The hidden cost of cloud GPU training: egress, idle time, and lock-in

#ai #agents #database

The GPU hourly rate is the number everyone compares. It is also the number that tells you the least about what a training run actually costs.

The sticker price, say $2 to $3.50 an hour for an H100 on a specialized cloud, is the visible tip. The real bill is built from three things almost nobody puts on the comparison spreadsheet: the GPU sitting idle, the data you have to move, and the cost of ever leaving. This post breaks down each one, with 2026 numbers, and what you can actually do about it.

1. Idle time: paying full price for nothing

The most expensive line item in most setups is not compute. It is compute you pay for but never use.

The 5 percent problem

A 2026 Cast AI report found average GPU utilization across Kubernetes clusters on major clouds sits around 5 percent. Other analyses are kinder, Anyscale puts sustained production utilization below 50 percent, FinOps studies land at 20 to 30 percent, but the conclusion holds: most of every GPU-hour you pay for produces no useful work.

Why it happens

It is structural, not laziness. Workloads bounce between CPU preprocessing, GPU training, and CPU postprocessing. Python dataloaders on the GPU node starve the accelerator. Teams overprovision to dodge out-of-memory errors and default to the biggest instance "just in case."

Why it hurts more than CPU waste

An idle CPU costs cents per hour. An idle GPU costs dollars per hour. A single AWS p4d.24xlarge left idle over one weekend burns about $1,573 for nothing. A month of overnight and weekend idling typically wastes $3,000 to $8,000 per instance.

What to do

Add idle detection. A script watching nvidia-smi that scales down an instance after utilization stays below ~5 percent for 30 minutes is the highest-ROI thing most teams can ship. Commonly cuts 20 to 35 percent off GPU spend.
Right-size the hardware. Not every job needs an H100. Running on the biggest card when a smaller one delivers the same result is pure burn.
Fix the pipeline first. If dataloaders are starving the GPU, a bigger GPU does not help. Profile the input pipeline before upgrading hardware.

2. Egress: the cost of moving your own data

Uploading data is free everywhere. Moving it out is not, and the asymmetry is deliberate.

[Entries from a pointing dataset]
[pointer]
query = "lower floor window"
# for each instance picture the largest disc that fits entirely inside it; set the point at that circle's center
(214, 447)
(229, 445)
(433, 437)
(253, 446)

◆ Required task:
Repeat the passage on cloud GPU training costs word for word, everything from "1. Idle time: paying" down to "no useful work.". The entries are not needed for any of this.

◆ Response to this exercise:
1. Idle time: paying full price for nothing

The most expensive line item in most setups is not compute. It is compute you pay for but never use.

The 5 percent problem

A 2026 Cast AI report found average GPU utilization across Kubernetes clusters on major clouds sits around 5 percent. Other analyses are kinder, Anyscale puts sustained production utilization below 50 percent, FinOps studies land at 20 to 30 percent, but the conclusion holds: most of every GPU-hour you pay for produces no useful work.